## [The request]
Reproduce each of the lines below verbatim, without any alteration.

Collected data:

- - - - -

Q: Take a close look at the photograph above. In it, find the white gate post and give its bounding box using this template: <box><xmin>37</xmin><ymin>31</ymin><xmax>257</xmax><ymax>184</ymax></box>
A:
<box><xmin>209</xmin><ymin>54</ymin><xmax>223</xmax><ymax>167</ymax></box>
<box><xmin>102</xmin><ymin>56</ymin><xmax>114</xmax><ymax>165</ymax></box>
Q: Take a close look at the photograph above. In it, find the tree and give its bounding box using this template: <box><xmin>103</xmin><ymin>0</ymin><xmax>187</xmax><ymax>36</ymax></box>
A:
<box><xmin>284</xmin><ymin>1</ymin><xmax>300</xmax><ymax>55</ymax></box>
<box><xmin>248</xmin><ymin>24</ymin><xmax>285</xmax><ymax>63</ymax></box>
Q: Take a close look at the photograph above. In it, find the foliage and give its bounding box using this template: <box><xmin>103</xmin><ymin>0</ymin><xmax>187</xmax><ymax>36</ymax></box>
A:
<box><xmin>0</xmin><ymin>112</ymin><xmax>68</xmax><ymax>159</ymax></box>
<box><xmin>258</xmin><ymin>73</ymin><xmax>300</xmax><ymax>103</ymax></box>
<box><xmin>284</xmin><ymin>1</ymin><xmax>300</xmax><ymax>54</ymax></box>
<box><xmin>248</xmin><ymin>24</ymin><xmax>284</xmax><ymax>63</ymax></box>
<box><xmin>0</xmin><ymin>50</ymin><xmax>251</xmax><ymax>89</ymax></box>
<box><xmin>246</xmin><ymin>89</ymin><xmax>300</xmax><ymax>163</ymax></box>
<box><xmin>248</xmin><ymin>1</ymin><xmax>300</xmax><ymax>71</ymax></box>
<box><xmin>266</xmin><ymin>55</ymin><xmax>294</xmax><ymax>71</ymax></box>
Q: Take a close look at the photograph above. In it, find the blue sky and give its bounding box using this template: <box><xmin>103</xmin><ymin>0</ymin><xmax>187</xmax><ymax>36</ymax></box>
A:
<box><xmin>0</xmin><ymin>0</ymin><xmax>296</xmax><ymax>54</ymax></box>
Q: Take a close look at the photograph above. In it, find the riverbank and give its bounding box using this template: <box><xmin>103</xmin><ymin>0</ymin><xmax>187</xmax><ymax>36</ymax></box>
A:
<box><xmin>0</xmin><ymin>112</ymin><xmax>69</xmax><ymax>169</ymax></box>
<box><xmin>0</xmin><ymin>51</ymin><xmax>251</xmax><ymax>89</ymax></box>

- - - - -

## [Problem solution]
Q: Take a close look at the photograph above. In it, find the white gate post and give its bounding box using this template: <box><xmin>37</xmin><ymin>31</ymin><xmax>257</xmax><ymax>184</ymax></box>
A:
<box><xmin>209</xmin><ymin>54</ymin><xmax>223</xmax><ymax>167</ymax></box>
<box><xmin>102</xmin><ymin>56</ymin><xmax>114</xmax><ymax>165</ymax></box>
Q: Take a close look at the photograph above. In it, find the tree and give its bounding box using this template: <box><xmin>103</xmin><ymin>0</ymin><xmax>187</xmax><ymax>36</ymax></box>
A:
<box><xmin>284</xmin><ymin>1</ymin><xmax>300</xmax><ymax>55</ymax></box>
<box><xmin>248</xmin><ymin>24</ymin><xmax>285</xmax><ymax>63</ymax></box>
Q: Take a close look at the photograph above. In it, find the foliage and give its bounding box using this template: <box><xmin>103</xmin><ymin>0</ymin><xmax>187</xmax><ymax>36</ymax></box>
A:
<box><xmin>0</xmin><ymin>112</ymin><xmax>68</xmax><ymax>159</ymax></box>
<box><xmin>258</xmin><ymin>73</ymin><xmax>300</xmax><ymax>103</ymax></box>
<box><xmin>284</xmin><ymin>1</ymin><xmax>300</xmax><ymax>54</ymax></box>
<box><xmin>248</xmin><ymin>24</ymin><xmax>284</xmax><ymax>63</ymax></box>
<box><xmin>0</xmin><ymin>50</ymin><xmax>251</xmax><ymax>89</ymax></box>
<box><xmin>246</xmin><ymin>89</ymin><xmax>300</xmax><ymax>163</ymax></box>
<box><xmin>248</xmin><ymin>1</ymin><xmax>300</xmax><ymax>71</ymax></box>
<box><xmin>266</xmin><ymin>55</ymin><xmax>294</xmax><ymax>71</ymax></box>
Q: Take a close look at the photograph above. In it, find the blue sky and give its bounding box using this template: <box><xmin>103</xmin><ymin>0</ymin><xmax>187</xmax><ymax>36</ymax></box>
A:
<box><xmin>0</xmin><ymin>0</ymin><xmax>296</xmax><ymax>54</ymax></box>
Q: Take a close look at the photograph above. In it, find the riverbank and give its bounding box using this template: <box><xmin>103</xmin><ymin>0</ymin><xmax>187</xmax><ymax>36</ymax></box>
A:
<box><xmin>0</xmin><ymin>112</ymin><xmax>69</xmax><ymax>169</ymax></box>
<box><xmin>0</xmin><ymin>51</ymin><xmax>251</xmax><ymax>89</ymax></box>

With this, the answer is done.